* **EXERCISE DESCRIPTION**
Extract every line below that contains the word "head", treating uppercase and lowercase as different.

--- Begin PROVIDED RECORDS ---

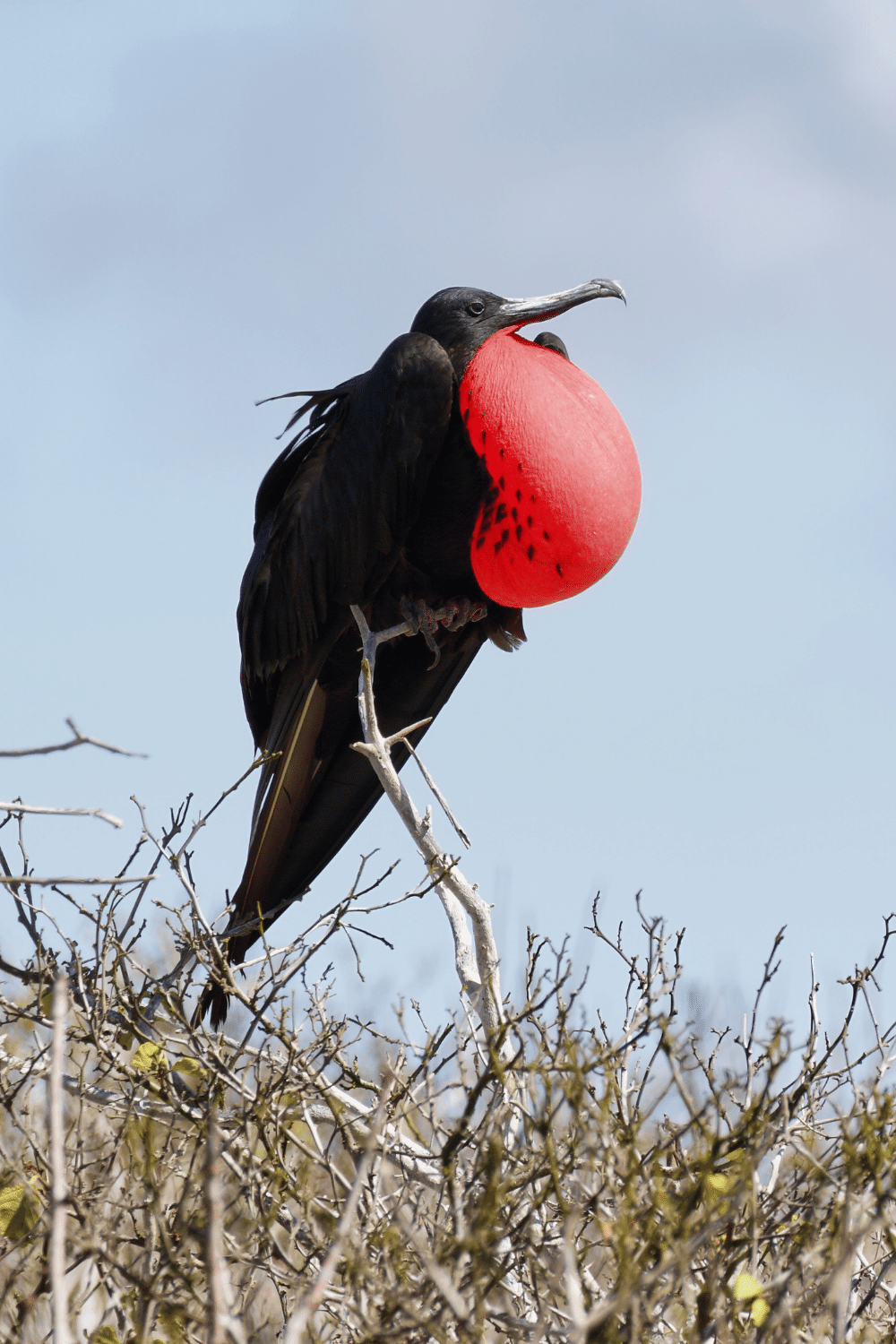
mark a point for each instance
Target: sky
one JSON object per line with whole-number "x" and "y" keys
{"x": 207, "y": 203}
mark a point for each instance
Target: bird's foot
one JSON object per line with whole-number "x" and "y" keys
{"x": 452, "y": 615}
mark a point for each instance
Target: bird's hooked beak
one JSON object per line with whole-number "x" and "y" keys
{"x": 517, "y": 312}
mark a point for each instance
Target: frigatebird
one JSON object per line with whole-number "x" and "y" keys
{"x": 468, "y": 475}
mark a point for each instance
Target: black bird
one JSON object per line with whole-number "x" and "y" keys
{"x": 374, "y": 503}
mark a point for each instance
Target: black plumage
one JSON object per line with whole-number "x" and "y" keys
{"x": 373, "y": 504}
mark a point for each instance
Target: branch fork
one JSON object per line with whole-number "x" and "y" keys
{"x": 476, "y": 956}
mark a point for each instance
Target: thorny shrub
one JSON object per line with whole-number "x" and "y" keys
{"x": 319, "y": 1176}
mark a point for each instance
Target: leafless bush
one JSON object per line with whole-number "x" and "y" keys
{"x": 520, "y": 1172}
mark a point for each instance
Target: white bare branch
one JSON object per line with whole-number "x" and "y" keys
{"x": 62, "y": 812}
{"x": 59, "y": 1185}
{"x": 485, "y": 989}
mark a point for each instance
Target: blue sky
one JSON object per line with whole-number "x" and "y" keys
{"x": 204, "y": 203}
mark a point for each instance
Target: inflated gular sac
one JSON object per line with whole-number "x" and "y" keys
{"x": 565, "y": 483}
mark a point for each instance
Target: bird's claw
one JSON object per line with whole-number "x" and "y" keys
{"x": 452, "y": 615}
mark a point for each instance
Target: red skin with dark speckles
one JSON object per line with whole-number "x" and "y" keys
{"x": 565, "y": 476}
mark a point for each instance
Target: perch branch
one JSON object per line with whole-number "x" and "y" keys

--- End PROVIDED RECORDS ---
--- Begin PROVIDED RECORDS ---

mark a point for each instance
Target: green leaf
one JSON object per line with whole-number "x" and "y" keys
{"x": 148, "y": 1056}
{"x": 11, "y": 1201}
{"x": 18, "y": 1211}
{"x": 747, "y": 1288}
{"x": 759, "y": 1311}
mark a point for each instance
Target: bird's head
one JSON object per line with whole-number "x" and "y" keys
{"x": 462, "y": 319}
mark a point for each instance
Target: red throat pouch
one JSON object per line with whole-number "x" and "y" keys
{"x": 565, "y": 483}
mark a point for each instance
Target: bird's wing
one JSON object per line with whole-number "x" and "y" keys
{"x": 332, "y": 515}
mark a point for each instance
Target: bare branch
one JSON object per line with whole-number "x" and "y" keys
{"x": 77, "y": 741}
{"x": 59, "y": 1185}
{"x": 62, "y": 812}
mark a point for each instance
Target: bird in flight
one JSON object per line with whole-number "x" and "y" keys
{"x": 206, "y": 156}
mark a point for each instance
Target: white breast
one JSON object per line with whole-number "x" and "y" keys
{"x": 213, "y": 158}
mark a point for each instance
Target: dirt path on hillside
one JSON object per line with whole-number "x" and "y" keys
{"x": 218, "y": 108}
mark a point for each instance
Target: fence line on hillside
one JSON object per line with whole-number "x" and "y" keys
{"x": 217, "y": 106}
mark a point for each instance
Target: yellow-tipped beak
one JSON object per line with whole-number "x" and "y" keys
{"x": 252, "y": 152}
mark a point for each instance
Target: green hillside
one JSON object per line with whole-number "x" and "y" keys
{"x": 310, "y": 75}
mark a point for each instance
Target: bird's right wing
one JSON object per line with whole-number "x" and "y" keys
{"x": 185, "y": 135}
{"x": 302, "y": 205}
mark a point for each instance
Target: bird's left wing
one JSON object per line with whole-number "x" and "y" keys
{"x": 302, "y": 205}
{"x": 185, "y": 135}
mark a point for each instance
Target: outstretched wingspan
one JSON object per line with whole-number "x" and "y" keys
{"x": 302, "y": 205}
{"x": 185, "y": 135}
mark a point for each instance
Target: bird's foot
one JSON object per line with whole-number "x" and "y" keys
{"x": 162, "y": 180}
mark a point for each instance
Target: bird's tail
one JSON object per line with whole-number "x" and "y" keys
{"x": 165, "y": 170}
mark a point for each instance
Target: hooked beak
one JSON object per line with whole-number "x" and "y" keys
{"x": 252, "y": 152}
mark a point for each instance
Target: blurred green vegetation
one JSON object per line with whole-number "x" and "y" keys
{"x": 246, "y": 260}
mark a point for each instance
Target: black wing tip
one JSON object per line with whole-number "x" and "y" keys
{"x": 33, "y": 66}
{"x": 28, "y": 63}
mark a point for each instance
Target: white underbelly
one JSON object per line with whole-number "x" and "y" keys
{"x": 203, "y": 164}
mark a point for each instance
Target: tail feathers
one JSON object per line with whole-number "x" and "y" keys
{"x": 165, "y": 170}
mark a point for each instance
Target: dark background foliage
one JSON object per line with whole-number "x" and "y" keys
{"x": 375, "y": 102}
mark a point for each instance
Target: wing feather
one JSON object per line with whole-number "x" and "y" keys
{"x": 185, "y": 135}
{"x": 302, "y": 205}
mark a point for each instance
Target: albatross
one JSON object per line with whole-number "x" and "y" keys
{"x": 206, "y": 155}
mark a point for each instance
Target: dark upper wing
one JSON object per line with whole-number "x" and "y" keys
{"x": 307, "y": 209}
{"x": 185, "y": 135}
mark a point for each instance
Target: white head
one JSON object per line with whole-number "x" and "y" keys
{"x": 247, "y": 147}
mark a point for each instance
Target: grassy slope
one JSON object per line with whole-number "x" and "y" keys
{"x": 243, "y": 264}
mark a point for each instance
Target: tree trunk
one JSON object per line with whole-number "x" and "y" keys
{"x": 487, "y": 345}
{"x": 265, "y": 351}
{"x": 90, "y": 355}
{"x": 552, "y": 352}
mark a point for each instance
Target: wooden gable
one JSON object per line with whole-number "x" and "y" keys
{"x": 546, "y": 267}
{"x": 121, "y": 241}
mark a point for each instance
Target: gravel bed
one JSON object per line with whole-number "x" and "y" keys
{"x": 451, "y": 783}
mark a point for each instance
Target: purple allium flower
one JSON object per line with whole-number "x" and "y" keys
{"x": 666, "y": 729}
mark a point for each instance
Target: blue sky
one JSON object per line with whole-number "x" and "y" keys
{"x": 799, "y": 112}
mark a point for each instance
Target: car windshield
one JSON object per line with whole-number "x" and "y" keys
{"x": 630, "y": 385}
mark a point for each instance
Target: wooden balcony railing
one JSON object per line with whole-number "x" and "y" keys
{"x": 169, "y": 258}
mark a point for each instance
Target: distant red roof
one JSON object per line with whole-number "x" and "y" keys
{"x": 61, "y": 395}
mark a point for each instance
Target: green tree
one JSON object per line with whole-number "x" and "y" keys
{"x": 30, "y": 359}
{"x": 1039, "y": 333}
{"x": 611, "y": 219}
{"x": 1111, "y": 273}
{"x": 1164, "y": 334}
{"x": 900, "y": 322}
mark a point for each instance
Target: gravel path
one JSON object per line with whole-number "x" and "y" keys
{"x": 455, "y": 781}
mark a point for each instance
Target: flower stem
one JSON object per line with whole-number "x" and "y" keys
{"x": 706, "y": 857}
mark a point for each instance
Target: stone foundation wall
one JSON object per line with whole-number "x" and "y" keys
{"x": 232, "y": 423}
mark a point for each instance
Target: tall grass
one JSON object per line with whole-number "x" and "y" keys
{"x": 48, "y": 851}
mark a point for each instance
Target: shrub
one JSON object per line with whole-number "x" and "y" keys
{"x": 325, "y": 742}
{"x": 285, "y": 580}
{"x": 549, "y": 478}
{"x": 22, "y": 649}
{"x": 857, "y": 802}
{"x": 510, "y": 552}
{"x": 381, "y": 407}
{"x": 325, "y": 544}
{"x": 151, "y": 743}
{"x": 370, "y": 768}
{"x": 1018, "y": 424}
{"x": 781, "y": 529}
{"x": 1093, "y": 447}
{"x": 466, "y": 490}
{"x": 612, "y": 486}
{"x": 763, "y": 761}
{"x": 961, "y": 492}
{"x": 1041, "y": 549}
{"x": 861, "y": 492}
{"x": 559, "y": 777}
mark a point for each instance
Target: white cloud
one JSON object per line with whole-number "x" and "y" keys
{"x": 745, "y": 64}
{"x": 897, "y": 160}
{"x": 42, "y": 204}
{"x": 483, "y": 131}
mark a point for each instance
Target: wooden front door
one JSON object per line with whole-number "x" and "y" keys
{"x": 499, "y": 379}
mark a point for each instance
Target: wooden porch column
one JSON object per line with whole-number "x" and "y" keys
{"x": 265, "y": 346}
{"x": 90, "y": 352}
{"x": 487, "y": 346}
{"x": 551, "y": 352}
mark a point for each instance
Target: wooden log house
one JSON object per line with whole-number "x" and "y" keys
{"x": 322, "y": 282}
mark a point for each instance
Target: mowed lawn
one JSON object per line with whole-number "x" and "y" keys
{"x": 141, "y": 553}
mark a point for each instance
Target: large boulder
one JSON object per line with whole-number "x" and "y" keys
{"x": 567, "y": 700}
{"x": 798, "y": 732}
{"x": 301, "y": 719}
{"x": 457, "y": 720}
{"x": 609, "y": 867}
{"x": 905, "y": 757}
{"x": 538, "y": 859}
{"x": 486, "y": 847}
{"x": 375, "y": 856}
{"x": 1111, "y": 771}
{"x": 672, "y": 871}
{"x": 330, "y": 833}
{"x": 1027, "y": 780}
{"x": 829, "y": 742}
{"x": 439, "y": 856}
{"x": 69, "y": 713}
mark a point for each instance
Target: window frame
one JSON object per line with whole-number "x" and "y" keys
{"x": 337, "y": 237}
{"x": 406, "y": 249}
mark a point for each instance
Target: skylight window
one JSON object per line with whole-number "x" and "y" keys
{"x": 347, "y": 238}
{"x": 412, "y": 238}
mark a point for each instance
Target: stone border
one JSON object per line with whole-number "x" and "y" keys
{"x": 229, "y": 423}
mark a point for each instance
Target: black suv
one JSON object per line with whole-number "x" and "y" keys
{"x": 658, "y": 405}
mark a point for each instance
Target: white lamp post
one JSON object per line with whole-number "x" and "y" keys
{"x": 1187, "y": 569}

--- End PROVIDED RECORDS ---

* **ANSWER FOR THIS EXERCISE**
Target: bird's head
Target: white head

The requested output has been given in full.